_EXERCISE BRIEF_
Put every line of the data below into a Markdown table with the columns Entry and Content, one numbered row per line and no rows for blank lines. Leave the pictures out of your answer.

_RECORDS SHOWN_
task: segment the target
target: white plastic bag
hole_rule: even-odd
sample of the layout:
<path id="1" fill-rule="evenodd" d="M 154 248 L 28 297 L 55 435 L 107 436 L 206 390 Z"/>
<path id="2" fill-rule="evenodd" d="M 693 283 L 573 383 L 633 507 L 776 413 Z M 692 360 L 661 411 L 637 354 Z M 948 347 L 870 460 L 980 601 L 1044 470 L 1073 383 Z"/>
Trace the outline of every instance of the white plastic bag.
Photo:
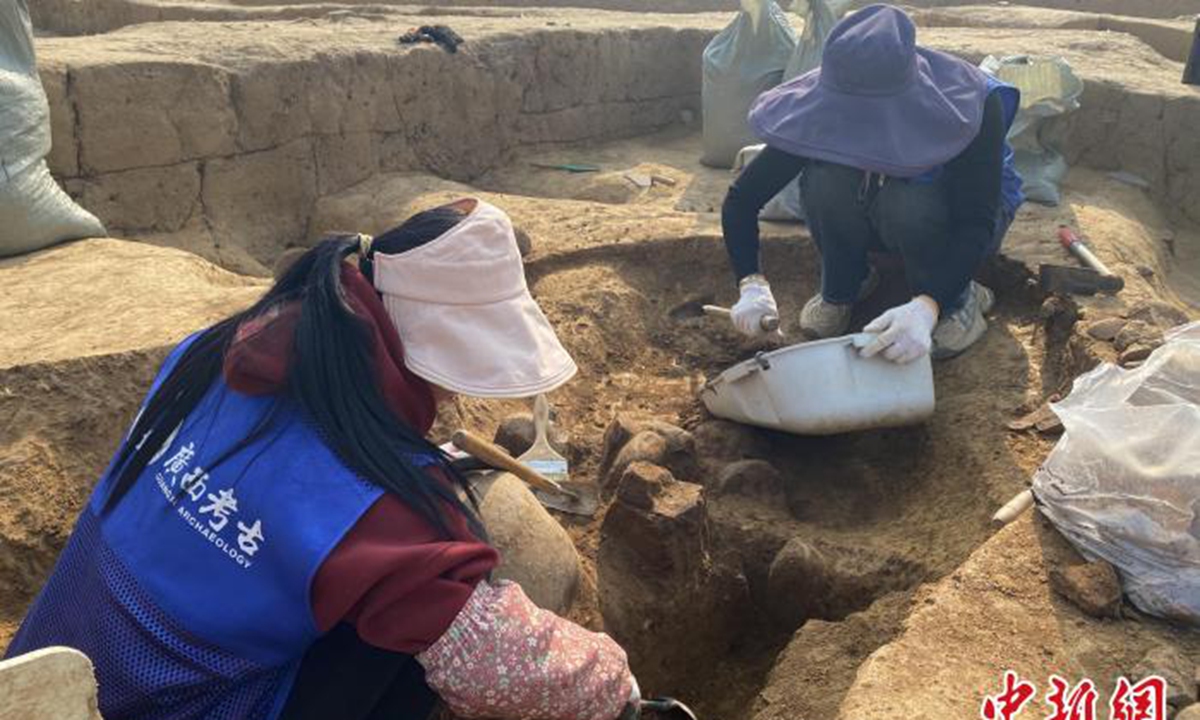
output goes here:
<path id="1" fill-rule="evenodd" d="M 0 257 L 106 234 L 50 178 L 49 151 L 50 109 L 29 8 L 25 0 L 0 0 Z"/>
<path id="2" fill-rule="evenodd" d="M 704 48 L 702 61 L 701 162 L 716 168 L 732 167 L 738 151 L 755 142 L 746 120 L 750 106 L 784 79 L 796 48 L 796 32 L 773 0 L 743 0 L 742 6 Z"/>
<path id="3" fill-rule="evenodd" d="M 1084 82 L 1062 58 L 988 55 L 980 67 L 1021 91 L 1021 107 L 1008 131 L 1016 172 L 1021 175 L 1025 197 L 1034 203 L 1057 205 L 1058 187 L 1067 175 L 1062 154 L 1042 142 L 1042 128 L 1049 118 L 1079 109 Z"/>
<path id="4" fill-rule="evenodd" d="M 740 173 L 743 168 L 750 164 L 750 161 L 758 157 L 758 154 L 766 146 L 763 144 L 749 145 L 739 150 L 737 158 L 733 161 L 733 170 Z M 800 203 L 800 179 L 797 176 L 787 184 L 787 187 L 779 191 L 779 194 L 770 198 L 762 206 L 762 210 L 758 211 L 758 217 L 775 222 L 803 221 L 804 205 Z"/>
<path id="5" fill-rule="evenodd" d="M 1033 479 L 1043 515 L 1116 566 L 1139 608 L 1200 624 L 1200 323 L 1051 408 L 1066 433 Z"/>

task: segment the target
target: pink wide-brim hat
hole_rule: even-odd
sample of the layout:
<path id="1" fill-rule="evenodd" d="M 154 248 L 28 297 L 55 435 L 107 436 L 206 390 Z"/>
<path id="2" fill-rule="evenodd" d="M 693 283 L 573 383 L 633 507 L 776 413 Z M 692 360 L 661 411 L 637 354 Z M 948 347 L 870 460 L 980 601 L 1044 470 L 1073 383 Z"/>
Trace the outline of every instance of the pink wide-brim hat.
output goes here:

_FULL SOLUTION_
| Entry | Content |
|---|---|
| 1 | task: segment the target |
| 2 | target: white plastic bag |
| 3 | hole_rule: even-odd |
| 4 | sample of the layout: |
| 5 | <path id="1" fill-rule="evenodd" d="M 154 248 L 28 297 L 55 435 L 107 436 L 206 390 Z"/> |
| 6 | <path id="2" fill-rule="evenodd" d="M 693 283 L 573 383 L 633 507 L 776 413 Z M 692 360 L 661 411 L 637 354 Z M 948 347 L 870 460 L 980 601 L 1044 470 L 1073 383 Z"/> |
| 7 | Trace the outline of every instance of the white plastic bag. |
| 8 | Photo: |
| 9 | output goes here: |
| 10 | <path id="1" fill-rule="evenodd" d="M 0 257 L 106 234 L 50 178 L 49 151 L 50 109 L 29 8 L 25 0 L 0 0 Z"/> |
| 11 | <path id="2" fill-rule="evenodd" d="M 704 48 L 702 61 L 701 162 L 716 168 L 732 167 L 738 151 L 755 142 L 746 120 L 750 106 L 784 79 L 796 48 L 796 32 L 773 0 L 743 0 L 742 6 Z"/> |
| 12 | <path id="3" fill-rule="evenodd" d="M 1084 82 L 1062 58 L 988 55 L 980 67 L 1021 91 L 1021 107 L 1008 131 L 1016 172 L 1021 175 L 1025 197 L 1034 203 L 1057 205 L 1058 187 L 1067 175 L 1062 154 L 1042 142 L 1042 128 L 1049 118 L 1079 109 Z"/> |
| 13 | <path id="4" fill-rule="evenodd" d="M 740 173 L 743 168 L 750 164 L 750 161 L 758 157 L 758 154 L 766 146 L 763 144 L 749 145 L 739 150 L 737 158 L 733 161 L 733 170 Z M 800 203 L 800 179 L 797 176 L 787 184 L 787 187 L 779 191 L 779 194 L 770 198 L 762 206 L 762 210 L 758 211 L 758 217 L 775 222 L 803 221 L 804 205 Z"/> |
| 14 | <path id="5" fill-rule="evenodd" d="M 1033 479 L 1043 515 L 1116 566 L 1139 608 L 1200 624 L 1200 323 L 1051 408 L 1066 433 Z"/> |
| 15 | task: segment the target |
| 16 | target: pink wide-brim hat |
| 17 | hole_rule: even-odd |
| 18 | sample of the layout: |
| 19 | <path id="1" fill-rule="evenodd" d="M 154 248 L 28 297 L 55 435 L 107 436 L 206 390 Z"/> |
| 20 | <path id="2" fill-rule="evenodd" d="M 693 283 L 573 383 L 633 507 L 776 413 Z M 692 360 L 661 411 L 637 354 Z M 948 347 L 870 460 L 980 601 L 1044 470 L 1073 383 Z"/> |
| 21 | Trace the outline of every instance of the pink wide-brim hat. |
| 22 | output goes here: |